(Excerpted passage)
○ ○ ○ ○

Ethereum, Smart Contracts, EVM Bytecode, Data Analysis
Introduction
Smart contracts on the Ethereum blockchain operate on blockchain state, meaning that they can send, receive and own Ether (ETH), Ethereums native currency. They can also call other smart contracts, which enables them in particular to operate on derived assets, such as tokens. Smart contracts may stand alone, or be part of a larger application, by interacting with other smart contracts and externally owned addresses. The behavior of smart contracts is entirely defined by their code and cannot be controlled or manipulated beyond the public, immutable implementation.
There are vast promises regarding the benefits and various applications of smart contracts on the Ethereum blockchain. Among them is especially interoperability between platforms, in contrast to current platforms in web2. A prerequisite for interoperability is standardization of common applications. The introduction of standards and changes to layer have impact on where the Ethereum ecosystem is moving. With a market capitalization in the three digit billions of dollars, it is interesting to look at what categories of smart contracts are currently used the most, what impacts do layer one changes have on the usage of smart contracts and what standards currently exist for smart contracts how widely they are adopted.
Even though being public by design, the linear blockchain data, with all kinds of transactions mixed together and only minimally data recorded, does not lend itself very well to the large scale analysis of smart contracts. For analysis, multiple terabytes of data must be organized in a way that allows useful queries, for example in a relational database. Besides the technical challenges, there are also theoretical boundaries of analyzing smart contracts. Rice’s theorem states, that no trivial property of an arbitrary program can be algorithmically decided (Rice 1953). This includes semantic equality. Therefore, this work looks at identifying common or standardized smart contracts.

○ ○ ○ ○

(Records)
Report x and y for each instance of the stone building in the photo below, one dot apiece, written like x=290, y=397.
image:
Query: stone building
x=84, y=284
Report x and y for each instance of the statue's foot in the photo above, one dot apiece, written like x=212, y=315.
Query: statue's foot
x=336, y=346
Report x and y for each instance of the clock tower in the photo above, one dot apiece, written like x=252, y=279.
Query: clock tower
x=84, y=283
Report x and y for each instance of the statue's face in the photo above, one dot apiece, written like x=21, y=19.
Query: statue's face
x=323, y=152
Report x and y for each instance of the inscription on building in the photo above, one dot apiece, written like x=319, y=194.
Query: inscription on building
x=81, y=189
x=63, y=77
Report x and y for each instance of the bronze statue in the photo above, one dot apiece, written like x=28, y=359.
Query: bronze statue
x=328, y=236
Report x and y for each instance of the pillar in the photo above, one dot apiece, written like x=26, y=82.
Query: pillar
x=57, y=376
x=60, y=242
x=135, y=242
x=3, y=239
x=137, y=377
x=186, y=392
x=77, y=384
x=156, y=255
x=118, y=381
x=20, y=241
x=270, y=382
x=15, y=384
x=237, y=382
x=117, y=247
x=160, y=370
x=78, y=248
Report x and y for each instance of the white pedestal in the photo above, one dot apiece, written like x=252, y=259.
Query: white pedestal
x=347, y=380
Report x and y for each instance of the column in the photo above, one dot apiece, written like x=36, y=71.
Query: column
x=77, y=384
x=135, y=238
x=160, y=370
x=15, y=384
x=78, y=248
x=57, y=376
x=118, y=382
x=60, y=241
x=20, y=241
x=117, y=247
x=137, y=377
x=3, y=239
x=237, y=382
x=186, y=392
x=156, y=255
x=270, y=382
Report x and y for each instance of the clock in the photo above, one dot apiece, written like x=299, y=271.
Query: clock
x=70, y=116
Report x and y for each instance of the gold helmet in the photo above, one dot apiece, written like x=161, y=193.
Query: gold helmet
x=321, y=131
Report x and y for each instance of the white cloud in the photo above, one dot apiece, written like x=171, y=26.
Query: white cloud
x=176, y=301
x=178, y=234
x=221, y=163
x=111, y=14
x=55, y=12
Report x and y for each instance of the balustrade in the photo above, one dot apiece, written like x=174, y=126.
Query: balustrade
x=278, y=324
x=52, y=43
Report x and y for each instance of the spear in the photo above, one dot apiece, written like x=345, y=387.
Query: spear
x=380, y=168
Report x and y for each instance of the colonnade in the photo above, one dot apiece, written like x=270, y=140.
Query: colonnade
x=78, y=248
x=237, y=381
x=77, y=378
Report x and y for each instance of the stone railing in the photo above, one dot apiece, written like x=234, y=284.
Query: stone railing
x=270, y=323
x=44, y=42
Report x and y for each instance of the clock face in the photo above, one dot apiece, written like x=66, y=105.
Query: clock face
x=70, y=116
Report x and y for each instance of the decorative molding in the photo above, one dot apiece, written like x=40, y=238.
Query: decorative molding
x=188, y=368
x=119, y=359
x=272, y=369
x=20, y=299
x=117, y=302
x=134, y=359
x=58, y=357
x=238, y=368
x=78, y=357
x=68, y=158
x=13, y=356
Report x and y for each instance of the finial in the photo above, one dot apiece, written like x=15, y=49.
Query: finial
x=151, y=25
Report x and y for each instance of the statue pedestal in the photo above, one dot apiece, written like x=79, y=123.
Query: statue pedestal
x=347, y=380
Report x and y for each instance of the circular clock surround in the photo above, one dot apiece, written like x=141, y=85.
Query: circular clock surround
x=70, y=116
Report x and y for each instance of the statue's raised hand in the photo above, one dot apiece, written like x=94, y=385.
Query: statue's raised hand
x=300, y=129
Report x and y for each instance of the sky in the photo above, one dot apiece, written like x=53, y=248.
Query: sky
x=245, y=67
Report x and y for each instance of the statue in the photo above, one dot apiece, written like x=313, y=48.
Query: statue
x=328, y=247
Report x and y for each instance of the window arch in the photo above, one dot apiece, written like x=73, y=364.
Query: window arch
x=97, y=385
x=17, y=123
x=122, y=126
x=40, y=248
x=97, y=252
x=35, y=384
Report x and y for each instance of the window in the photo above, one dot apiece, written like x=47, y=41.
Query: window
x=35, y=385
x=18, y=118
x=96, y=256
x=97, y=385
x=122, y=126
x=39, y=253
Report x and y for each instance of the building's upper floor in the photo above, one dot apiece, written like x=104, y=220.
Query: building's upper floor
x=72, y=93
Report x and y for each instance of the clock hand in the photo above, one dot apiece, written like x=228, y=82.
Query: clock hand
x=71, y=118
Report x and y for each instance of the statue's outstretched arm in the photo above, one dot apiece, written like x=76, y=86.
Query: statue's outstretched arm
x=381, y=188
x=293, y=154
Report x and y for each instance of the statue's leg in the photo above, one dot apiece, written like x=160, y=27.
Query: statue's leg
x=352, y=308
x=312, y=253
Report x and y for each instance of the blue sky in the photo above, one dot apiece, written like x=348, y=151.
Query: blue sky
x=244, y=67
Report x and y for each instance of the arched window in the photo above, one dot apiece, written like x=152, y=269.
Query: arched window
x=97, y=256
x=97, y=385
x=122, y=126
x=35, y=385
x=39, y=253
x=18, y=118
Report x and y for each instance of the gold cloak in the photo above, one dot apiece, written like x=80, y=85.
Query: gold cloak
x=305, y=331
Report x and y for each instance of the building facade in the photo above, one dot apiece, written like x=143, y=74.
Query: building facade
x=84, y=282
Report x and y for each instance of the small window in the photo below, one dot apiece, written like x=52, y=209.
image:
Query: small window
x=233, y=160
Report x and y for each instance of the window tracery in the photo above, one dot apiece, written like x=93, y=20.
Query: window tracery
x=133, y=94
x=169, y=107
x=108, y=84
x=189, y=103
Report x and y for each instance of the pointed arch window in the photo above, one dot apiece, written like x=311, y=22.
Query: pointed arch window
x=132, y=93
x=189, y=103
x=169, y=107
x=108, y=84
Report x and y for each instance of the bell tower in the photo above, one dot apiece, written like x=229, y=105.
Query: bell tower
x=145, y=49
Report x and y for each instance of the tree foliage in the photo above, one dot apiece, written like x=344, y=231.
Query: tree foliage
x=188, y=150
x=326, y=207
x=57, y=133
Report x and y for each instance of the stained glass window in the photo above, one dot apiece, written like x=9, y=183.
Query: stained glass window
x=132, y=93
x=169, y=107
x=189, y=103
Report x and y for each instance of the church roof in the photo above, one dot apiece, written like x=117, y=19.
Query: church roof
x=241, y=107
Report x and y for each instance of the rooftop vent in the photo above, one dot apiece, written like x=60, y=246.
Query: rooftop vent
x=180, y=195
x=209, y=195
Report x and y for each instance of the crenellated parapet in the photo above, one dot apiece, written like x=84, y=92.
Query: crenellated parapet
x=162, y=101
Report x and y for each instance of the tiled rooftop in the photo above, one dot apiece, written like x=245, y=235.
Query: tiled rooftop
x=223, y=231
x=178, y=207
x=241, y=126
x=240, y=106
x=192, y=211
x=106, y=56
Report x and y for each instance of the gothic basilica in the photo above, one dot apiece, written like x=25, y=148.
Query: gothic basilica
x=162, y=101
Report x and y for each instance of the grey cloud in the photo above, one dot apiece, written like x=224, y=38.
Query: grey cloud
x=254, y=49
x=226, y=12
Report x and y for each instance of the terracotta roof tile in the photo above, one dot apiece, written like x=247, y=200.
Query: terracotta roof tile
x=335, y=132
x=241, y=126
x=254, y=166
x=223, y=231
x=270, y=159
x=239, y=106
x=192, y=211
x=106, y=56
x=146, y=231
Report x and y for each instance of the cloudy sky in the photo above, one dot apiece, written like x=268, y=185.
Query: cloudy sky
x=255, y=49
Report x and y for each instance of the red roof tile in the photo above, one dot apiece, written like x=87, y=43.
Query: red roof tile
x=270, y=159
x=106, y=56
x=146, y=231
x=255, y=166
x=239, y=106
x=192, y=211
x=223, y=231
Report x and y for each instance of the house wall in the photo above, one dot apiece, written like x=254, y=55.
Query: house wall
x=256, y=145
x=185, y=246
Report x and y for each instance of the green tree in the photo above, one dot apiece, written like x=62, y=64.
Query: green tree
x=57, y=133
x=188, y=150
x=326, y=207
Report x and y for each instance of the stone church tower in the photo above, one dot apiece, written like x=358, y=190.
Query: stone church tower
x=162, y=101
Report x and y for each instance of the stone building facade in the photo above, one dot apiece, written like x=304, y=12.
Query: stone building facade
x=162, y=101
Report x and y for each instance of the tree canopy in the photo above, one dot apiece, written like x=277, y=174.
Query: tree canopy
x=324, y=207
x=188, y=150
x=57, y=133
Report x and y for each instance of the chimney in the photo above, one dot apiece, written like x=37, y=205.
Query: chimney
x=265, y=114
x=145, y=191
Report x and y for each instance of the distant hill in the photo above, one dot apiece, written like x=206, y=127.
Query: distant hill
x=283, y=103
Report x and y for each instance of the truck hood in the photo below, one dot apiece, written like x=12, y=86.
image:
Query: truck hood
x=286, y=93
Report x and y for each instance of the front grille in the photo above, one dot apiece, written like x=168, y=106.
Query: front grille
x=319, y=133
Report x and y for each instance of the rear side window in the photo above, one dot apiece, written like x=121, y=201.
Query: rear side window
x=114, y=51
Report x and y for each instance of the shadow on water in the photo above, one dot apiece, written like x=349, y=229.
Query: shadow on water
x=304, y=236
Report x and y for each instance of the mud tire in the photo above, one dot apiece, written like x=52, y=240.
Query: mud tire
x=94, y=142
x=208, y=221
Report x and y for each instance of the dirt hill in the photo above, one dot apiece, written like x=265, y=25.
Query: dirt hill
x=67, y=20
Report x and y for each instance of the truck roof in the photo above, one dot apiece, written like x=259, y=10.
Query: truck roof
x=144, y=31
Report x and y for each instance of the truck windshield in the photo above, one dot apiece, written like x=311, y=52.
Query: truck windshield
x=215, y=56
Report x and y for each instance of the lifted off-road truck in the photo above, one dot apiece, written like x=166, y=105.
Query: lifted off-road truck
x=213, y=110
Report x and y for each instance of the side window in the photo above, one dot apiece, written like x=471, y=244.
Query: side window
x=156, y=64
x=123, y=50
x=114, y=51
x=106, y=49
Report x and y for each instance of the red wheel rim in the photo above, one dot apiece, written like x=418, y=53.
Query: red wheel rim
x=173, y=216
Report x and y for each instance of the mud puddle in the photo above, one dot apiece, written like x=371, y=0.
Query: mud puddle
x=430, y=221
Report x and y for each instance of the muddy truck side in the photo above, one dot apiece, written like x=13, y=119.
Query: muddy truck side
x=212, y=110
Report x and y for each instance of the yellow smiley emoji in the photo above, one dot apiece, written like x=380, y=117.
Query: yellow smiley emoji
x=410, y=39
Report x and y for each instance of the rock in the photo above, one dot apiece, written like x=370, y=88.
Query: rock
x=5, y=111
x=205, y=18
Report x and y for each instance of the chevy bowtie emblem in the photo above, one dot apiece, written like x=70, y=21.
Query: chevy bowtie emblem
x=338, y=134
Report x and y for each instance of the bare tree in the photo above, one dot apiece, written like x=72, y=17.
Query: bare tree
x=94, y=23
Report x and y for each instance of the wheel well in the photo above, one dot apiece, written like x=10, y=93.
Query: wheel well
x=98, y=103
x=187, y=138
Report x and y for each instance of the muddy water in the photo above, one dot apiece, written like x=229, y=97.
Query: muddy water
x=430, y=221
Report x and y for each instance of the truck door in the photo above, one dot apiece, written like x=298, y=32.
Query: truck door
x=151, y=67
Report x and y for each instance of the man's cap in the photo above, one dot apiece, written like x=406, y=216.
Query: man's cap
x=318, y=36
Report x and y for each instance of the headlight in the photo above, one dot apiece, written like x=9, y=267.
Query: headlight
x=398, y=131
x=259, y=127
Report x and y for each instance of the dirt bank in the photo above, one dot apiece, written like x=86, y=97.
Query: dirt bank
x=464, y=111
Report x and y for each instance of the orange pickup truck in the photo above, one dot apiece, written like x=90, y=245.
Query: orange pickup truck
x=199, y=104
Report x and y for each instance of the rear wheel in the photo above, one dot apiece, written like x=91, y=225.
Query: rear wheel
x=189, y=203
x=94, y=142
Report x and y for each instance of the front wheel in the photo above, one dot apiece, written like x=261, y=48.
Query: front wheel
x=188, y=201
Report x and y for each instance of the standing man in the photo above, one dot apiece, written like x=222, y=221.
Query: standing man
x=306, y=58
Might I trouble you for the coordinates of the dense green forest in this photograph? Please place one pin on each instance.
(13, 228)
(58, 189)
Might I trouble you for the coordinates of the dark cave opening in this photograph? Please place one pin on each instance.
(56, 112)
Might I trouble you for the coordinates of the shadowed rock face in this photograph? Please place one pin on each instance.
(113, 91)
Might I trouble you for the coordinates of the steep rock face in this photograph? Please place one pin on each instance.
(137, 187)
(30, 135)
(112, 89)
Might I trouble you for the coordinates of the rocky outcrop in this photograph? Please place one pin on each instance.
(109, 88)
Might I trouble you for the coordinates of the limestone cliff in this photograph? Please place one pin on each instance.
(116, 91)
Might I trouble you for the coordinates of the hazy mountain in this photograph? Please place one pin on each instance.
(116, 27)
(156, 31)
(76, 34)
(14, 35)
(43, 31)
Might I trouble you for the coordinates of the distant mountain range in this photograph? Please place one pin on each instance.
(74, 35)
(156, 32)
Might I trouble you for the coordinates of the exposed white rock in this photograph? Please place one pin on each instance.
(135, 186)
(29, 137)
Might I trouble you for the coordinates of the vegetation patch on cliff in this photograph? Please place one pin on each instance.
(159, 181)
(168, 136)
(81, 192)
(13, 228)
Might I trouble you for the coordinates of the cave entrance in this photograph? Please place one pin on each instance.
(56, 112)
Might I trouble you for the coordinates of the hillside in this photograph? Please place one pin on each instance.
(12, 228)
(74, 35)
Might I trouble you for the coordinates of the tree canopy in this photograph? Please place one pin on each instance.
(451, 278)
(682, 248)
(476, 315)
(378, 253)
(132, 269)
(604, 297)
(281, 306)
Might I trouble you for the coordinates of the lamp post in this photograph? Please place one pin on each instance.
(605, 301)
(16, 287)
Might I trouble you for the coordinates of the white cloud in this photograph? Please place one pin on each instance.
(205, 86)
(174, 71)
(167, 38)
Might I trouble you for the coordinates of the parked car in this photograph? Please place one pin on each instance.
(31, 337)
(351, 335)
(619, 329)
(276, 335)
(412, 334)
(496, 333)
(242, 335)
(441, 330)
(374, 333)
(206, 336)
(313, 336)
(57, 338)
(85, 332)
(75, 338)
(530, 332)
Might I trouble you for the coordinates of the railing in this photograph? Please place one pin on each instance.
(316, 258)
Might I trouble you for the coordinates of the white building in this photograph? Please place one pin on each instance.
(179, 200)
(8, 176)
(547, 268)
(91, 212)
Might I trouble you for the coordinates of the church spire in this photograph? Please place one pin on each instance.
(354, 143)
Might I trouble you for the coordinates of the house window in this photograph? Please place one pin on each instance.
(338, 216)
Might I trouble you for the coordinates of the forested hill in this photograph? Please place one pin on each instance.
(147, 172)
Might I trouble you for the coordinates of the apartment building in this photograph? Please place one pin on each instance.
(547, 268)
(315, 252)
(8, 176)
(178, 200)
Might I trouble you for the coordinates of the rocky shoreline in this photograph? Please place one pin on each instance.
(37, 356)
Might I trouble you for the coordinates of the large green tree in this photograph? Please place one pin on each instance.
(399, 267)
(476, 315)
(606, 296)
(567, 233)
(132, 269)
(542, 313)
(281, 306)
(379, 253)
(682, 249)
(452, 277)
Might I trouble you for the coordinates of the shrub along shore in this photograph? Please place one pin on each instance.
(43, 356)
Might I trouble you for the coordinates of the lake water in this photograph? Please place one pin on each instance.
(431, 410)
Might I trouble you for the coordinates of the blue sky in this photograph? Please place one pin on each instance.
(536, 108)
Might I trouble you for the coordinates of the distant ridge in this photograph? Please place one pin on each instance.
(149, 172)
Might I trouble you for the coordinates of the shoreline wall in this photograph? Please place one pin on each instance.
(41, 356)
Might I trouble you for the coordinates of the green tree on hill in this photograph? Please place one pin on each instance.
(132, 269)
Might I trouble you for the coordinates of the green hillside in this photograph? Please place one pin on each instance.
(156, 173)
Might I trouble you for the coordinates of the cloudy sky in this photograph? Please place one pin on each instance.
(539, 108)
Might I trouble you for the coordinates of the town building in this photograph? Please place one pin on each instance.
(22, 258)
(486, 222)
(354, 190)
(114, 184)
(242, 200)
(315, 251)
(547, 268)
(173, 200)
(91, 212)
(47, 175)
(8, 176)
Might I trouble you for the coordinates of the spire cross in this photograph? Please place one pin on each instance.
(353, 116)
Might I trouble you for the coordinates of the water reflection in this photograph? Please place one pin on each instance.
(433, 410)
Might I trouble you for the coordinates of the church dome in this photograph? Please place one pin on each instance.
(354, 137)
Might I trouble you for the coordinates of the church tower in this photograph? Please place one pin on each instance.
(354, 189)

○ ○ ○ ○

(Exercise task A) Transcribe the passage on Ethereum smart contracts between "Even though being" and "standardized smart contracts.", inclusive.
(Exercise task B)
Answer these questions using the passage on Ethereum smart contracts:
(i) What is Ethereum's native currency?
(ii) In what kind of database could the data be organized to allow useful queries?
(iii) What year is cited for Rice's theorem?
The records were taken from a different source than the text.

(Task result A)
Even though being public by design, the linear blockchain data, with all kinds of transactions mixed together and only minimally data recorded, does not lend itself very well to the large scale analysis of smart contracts. For analysis, multiple terabytes of data must be organized in a way that allows useful queries, for example in a relational database. Besides the technical challenges, there are also theoretical boundaries of analyzing smart contracts. Rice’s theorem states, that no trivial property of an arbitrary program can be algorithmically decided (Rice 1953). This includes semantic equality. Therefore, this work looks at identifying common or standardized smart contracts.

(Task result B)
(i) Ether (ETH)
(ii) A relational database
(iii) 1953